**What you need to do**
Please continue the essay on seeing Loretta Lynn in concert from where it stops.

-- begin Passage --

When You’re Lookin’ at Her, You’re Lookin’ at History
Whenever I visit the Thirsty Beaver, a local honky tonk in my neighborhood in Charlotte, I always find something new on the wall that catches my attention—a velvet Hank Jr. picture here, a child-size set of overalls done in Hee Haw fabric there. This time, it was a metal serving tray on which there was an image of Loretta Lynn. Someone heard me comment on it and offered that Ms. Lynn’s tour would be coming to town. I was so excited by that news that on the day the tickets went on sale, I beat a path to the ticket counter and had seats on the third row with a great view of the Queen of Country Music.
She sounded terrific as she sang hit after hit, and as I looked around the audience I noted that while there was strong representation from the senior set, there were also people who ran the gamut in age from teens through middle age. My mother saw her in concert with Conway Twitty years ago, and here I was, a generation later, thrilled to hear her perform. Loretta Lynn has experienced something of a renaissance. Her work with Jack White, who produced her Grammy award-winning album Van Lear Rose (2004), as well as 2010’s tribute album marking her fifty years in country music, has garnered new fans for Lynn. Having her songs covered by artists ranging from young country music’s Carrie Underwood to rockers Paramore is indicative of Lynn’s broad appeal.
I also realized as I sat there enjoying her music and singing along with favorites like “Fist City” and “You’re Lookin’ at Country,” that I was bearing witness to a woman who serves as a link to country music’s past and its future. Her first singing partner was Ernest Tubb, an icon of early country music, and her most recent partner was Miranda Lambert who, along with Sheryl Crow, re-recorded “Coal Miner’s Daughter.”

-- end Passage --
-- begin Dataset extract --

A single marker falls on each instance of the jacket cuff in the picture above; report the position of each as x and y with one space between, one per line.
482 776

-- end Dataset extract --

**Reply to the exercise**
Loretta Lynn should also be understood as an important figure in women’s history. Since she emerged on the country music scene in the early 1960s, she’s been unafraid of speaking on issues that affect women, though hers is more of a working-class feminism. Her song “The Pill,” controversial for a country music artist, spoke of reproductive choice and being able to decide (through birth control pills) when to be pregnant. “One’s On the Way” about those stream of pregnancies, also showed Lynn’s keen observation about how different the lives of women “here in Topeka,” (or any other small town for that matter) were from the feminists about whom we often read, write, and teach as these lyrics demonstrate:
The girls in New York City they all march for women’s lib
And Better Homes and Gardens shows the modern way to live
And the pill may change the world tomorrow but meanwhile today
Here in Topeka the flies are a buzzin’
The dog is a barkin’ and the floor needs a scrubbin’
One needs a spankin’ and one needs a huggin’ Lord one’s on the way
As we mark Loretta Lynn’s 50th anniversary in country music, I think it’s important to recognize her not only for her contributions to country music, but also for her role in women’s history as a troubadour for working-class women everywhere.
Karen L. Cox is associate professor of history at the University of North Carolina at Charlotte. She is the author of the forthcoming Dreaming of Dixie: How the South Was Created in American Popular Culture as well as Dixie’s Daughters: The United Daughters of the Confederacy and the Preservation of Confederate Culture, which won the 2004 Julia Cherry Spruill Prize for the best book in southern women’s history. You can become a fan of Dreaming of Dixie on Facebook.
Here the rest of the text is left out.